Extracted information Block Start

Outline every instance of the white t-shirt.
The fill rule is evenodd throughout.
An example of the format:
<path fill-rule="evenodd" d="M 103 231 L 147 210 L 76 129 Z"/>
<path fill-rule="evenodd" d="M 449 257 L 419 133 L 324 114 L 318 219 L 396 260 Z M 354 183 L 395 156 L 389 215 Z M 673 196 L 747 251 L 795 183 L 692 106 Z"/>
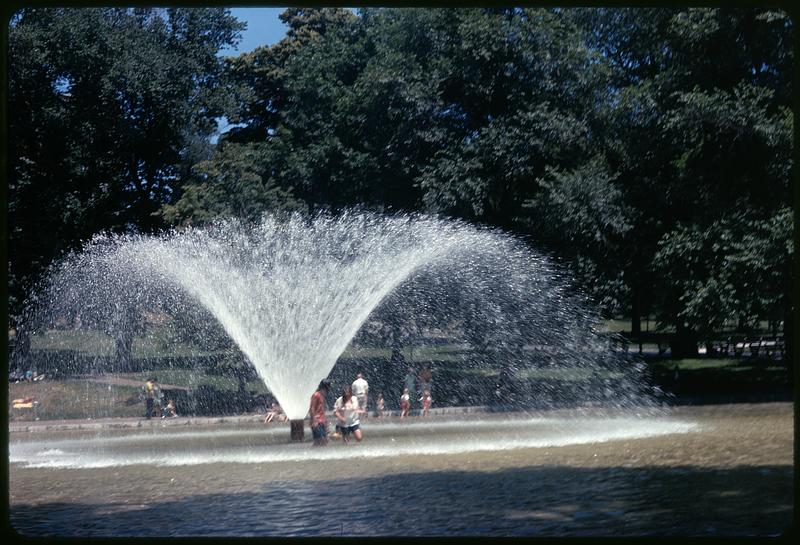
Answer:
<path fill-rule="evenodd" d="M 353 395 L 363 396 L 367 393 L 367 388 L 369 388 L 369 384 L 363 378 L 357 378 L 355 382 L 353 382 Z"/>
<path fill-rule="evenodd" d="M 342 403 L 342 398 L 336 400 L 336 403 L 333 404 L 334 412 L 341 410 L 344 414 L 345 421 L 342 423 L 338 418 L 336 419 L 336 423 L 339 426 L 355 426 L 356 424 L 360 424 L 361 420 L 358 417 L 358 398 L 356 396 L 350 396 L 350 399 L 347 403 Z"/>

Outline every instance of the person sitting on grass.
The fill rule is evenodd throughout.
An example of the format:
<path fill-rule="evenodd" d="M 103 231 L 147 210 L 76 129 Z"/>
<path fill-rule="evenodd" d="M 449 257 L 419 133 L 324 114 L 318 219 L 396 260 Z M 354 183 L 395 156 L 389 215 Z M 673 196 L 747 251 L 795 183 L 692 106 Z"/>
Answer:
<path fill-rule="evenodd" d="M 161 418 L 165 418 L 169 416 L 170 418 L 176 418 L 178 413 L 175 412 L 175 403 L 171 400 L 167 400 L 167 406 L 164 407 L 164 414 L 161 415 Z"/>
<path fill-rule="evenodd" d="M 273 402 L 269 408 L 269 411 L 267 411 L 267 417 L 264 418 L 264 424 L 271 424 L 276 418 L 280 422 L 286 421 L 286 415 L 284 414 L 283 409 L 281 409 L 281 406 Z"/>

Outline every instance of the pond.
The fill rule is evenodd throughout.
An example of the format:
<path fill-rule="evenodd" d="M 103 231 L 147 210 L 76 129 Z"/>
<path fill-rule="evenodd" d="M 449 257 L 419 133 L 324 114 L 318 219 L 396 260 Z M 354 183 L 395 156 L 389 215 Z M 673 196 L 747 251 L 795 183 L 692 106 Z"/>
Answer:
<path fill-rule="evenodd" d="M 789 403 L 369 419 L 314 449 L 256 423 L 10 436 L 26 536 L 776 535 Z M 308 435 L 308 434 L 307 434 Z"/>

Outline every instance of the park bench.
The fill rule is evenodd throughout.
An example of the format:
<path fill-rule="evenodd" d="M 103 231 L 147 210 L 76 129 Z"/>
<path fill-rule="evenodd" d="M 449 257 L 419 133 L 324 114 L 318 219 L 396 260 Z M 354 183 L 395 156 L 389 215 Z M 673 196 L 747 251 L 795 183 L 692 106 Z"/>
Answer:
<path fill-rule="evenodd" d="M 736 356 L 743 356 L 746 351 L 750 352 L 751 357 L 757 357 L 763 350 L 767 356 L 779 353 L 783 356 L 784 341 L 783 337 L 761 337 L 759 339 L 741 339 L 731 341 L 733 353 Z"/>

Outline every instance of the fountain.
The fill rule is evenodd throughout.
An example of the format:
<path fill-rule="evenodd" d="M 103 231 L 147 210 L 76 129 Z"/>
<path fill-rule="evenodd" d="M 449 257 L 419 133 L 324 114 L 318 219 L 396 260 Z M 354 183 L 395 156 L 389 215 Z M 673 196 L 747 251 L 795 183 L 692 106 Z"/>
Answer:
<path fill-rule="evenodd" d="M 498 405 L 566 396 L 652 405 L 638 366 L 608 349 L 596 316 L 550 260 L 506 233 L 460 221 L 345 212 L 99 235 L 53 268 L 39 302 L 32 322 L 40 330 L 114 338 L 112 369 L 130 359 L 135 335 L 148 334 L 146 314 L 200 331 L 202 342 L 232 342 L 294 422 L 295 439 L 311 394 L 351 343 L 397 345 L 431 332 L 463 349 L 464 388 L 482 380 L 486 390 L 494 386 L 486 376 L 499 375 Z M 512 380 L 564 368 L 587 380 L 572 381 L 570 392 L 552 380 Z M 439 392 L 457 390 L 452 382 Z M 492 399 L 456 395 L 470 396 Z"/>
<path fill-rule="evenodd" d="M 192 418 L 208 409 L 200 389 L 186 419 L 14 421 L 21 534 L 775 535 L 791 522 L 791 403 L 663 410 L 568 275 L 497 230 L 349 212 L 102 235 L 38 293 L 39 371 L 49 355 L 74 361 L 67 378 L 244 362 L 295 439 L 320 380 L 336 395 L 356 371 L 395 409 L 407 366 L 430 365 L 434 411 L 455 408 L 370 418 L 363 442 L 328 448 L 260 418 Z M 53 386 L 68 382 L 86 388 L 75 405 L 103 406 L 96 383 Z"/>

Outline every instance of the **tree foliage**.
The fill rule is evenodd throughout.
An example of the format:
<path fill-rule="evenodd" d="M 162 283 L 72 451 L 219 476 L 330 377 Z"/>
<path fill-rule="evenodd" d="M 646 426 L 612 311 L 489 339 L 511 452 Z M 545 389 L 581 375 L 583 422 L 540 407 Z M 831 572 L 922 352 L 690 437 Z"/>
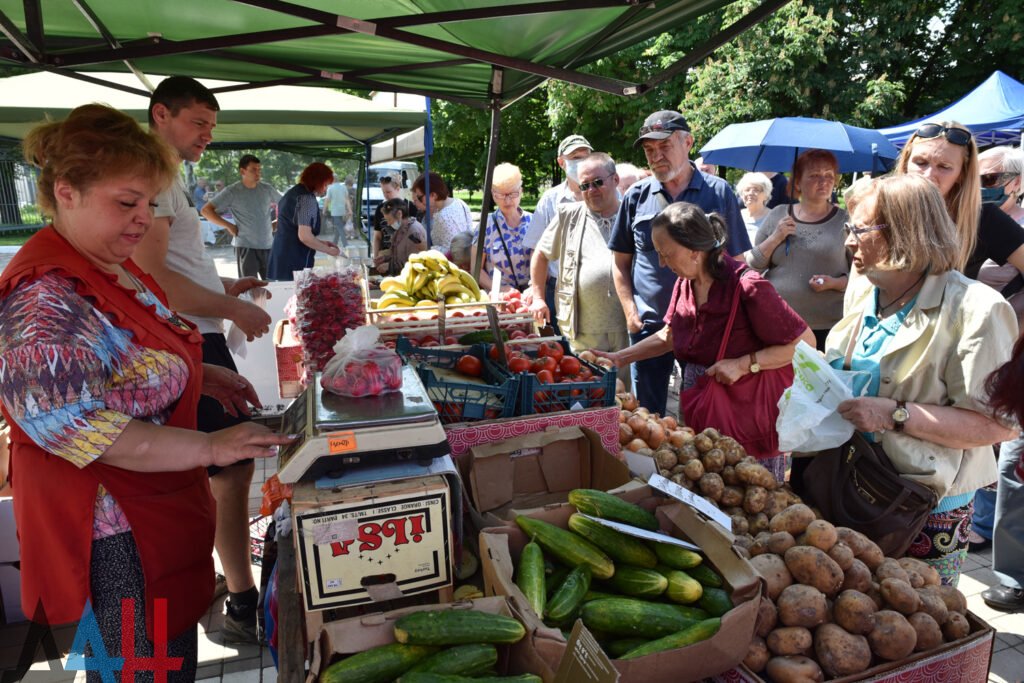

Extracted information Block End

■ **Work to be completed**
I'd like the material above repeated exactly, with the pictures omitted.

■ **Response for this exercise**
Outline every instance of the white t-shirt.
The fill rule is evenodd throughout.
An example of the format:
<path fill-rule="evenodd" d="M 103 231 L 147 210 L 76 129 Z"/>
<path fill-rule="evenodd" d="M 449 257 L 419 133 L 324 114 L 318 219 L 396 260 Z M 354 183 L 395 156 L 389 215 Z M 673 196 L 747 251 L 795 183 L 692 106 Z"/>
Answer:
<path fill-rule="evenodd" d="M 353 395 L 363 396 L 367 393 L 367 388 L 369 388 L 369 384 L 363 378 L 357 378 L 355 382 L 353 382 Z"/>
<path fill-rule="evenodd" d="M 342 403 L 342 398 L 336 400 L 336 403 L 333 404 L 334 412 L 341 410 L 344 414 L 345 421 L 342 423 L 338 418 L 336 419 L 336 423 L 339 426 L 355 426 L 356 424 L 360 424 L 361 420 L 358 417 L 358 398 L 356 396 L 350 396 L 350 399 L 347 403 Z"/>

Outline every instance of the person sitting on grass.
The fill rule is evenodd throughout.
An example of the format:
<path fill-rule="evenodd" d="M 103 231 L 147 210 L 76 129 Z"/>
<path fill-rule="evenodd" d="M 449 257 L 419 133 L 324 114 L 318 219 L 396 260 Z M 354 183 L 395 156 L 389 215 Z M 673 196 L 747 251 L 795 183 L 692 106 Z"/>
Answer:
<path fill-rule="evenodd" d="M 161 418 L 165 418 L 169 416 L 170 418 L 176 418 L 178 413 L 175 412 L 175 403 L 171 400 L 167 400 L 167 406 L 164 407 L 164 414 L 161 415 Z"/>
<path fill-rule="evenodd" d="M 273 402 L 269 408 L 269 411 L 267 411 L 267 417 L 264 418 L 264 424 L 271 424 L 276 418 L 280 422 L 286 421 L 286 415 L 284 414 L 283 409 L 281 409 L 281 406 Z"/>

Outline every instance of the pond.
The fill rule is evenodd throughout.
An example of the format:
<path fill-rule="evenodd" d="M 103 231 L 147 210 L 76 129 Z"/>
<path fill-rule="evenodd" d="M 449 257 L 419 133 L 324 114 L 318 219 L 396 260 Z M 354 183 L 395 156 L 389 215 Z M 673 196 L 747 251 L 795 183 L 692 106 Z"/>
Answer:
<path fill-rule="evenodd" d="M 789 403 L 369 419 L 314 449 L 256 423 L 10 436 L 26 536 L 776 535 Z M 308 435 L 308 434 L 307 434 Z"/>

Outline every instance of the park bench.
The fill rule is evenodd throughout.
An example of the format:
<path fill-rule="evenodd" d="M 103 231 L 147 210 L 76 129 Z"/>
<path fill-rule="evenodd" d="M 449 257 L 419 133 L 324 114 L 318 219 L 396 260 Z M 354 183 L 395 156 L 389 215 Z M 673 196 L 747 251 L 795 183 L 692 106 Z"/>
Answer:
<path fill-rule="evenodd" d="M 736 356 L 743 356 L 746 351 L 750 352 L 751 357 L 757 357 L 763 350 L 767 356 L 779 353 L 783 356 L 784 341 L 783 337 L 761 337 L 759 339 L 741 339 L 731 341 L 733 353 Z"/>

Outline every instance of the fountain.
The fill rule is evenodd throughout.
An example of the format:
<path fill-rule="evenodd" d="M 103 231 L 147 210 L 76 129 Z"/>
<path fill-rule="evenodd" d="M 449 257 L 419 133 L 324 114 L 318 219 L 396 260 Z M 354 183 L 395 156 L 389 215 Z M 673 196 L 747 251 L 795 183 L 692 106 Z"/>
Answer:
<path fill-rule="evenodd" d="M 498 405 L 566 396 L 652 405 L 638 366 L 608 349 L 596 316 L 550 260 L 506 233 L 460 221 L 345 212 L 99 235 L 53 268 L 39 302 L 32 322 L 40 330 L 114 338 L 112 369 L 130 359 L 135 335 L 148 334 L 146 314 L 200 331 L 202 342 L 232 342 L 294 422 L 295 439 L 311 394 L 351 343 L 397 345 L 431 332 L 463 349 L 464 388 L 482 380 L 486 390 L 494 386 L 486 376 L 499 375 Z M 512 380 L 564 368 L 587 380 L 572 381 L 570 392 L 552 380 Z M 439 392 L 457 390 L 452 382 Z M 492 399 L 456 395 L 470 396 Z"/>
<path fill-rule="evenodd" d="M 192 418 L 208 409 L 200 389 L 186 419 L 14 421 L 21 534 L 775 535 L 791 522 L 791 403 L 663 410 L 568 275 L 497 230 L 349 212 L 102 235 L 38 293 L 39 371 L 49 355 L 74 361 L 67 378 L 244 362 L 295 439 L 320 380 L 336 395 L 356 371 L 395 409 L 407 366 L 430 365 L 434 411 L 455 408 L 370 418 L 363 442 L 328 448 L 260 418 Z M 53 386 L 68 382 L 86 388 L 75 405 L 103 406 L 96 383 Z"/>

Outline every instance of the **tree foliage**.
The fill rule is evenodd throughout.
An example of the format:
<path fill-rule="evenodd" d="M 162 283 L 72 451 L 219 476 L 330 377 Z"/>
<path fill-rule="evenodd" d="M 646 426 L 612 311 L 489 339 L 511 452 Z M 545 389 L 581 375 L 583 422 L 540 407 Z M 831 572 L 922 352 L 690 437 Z"/>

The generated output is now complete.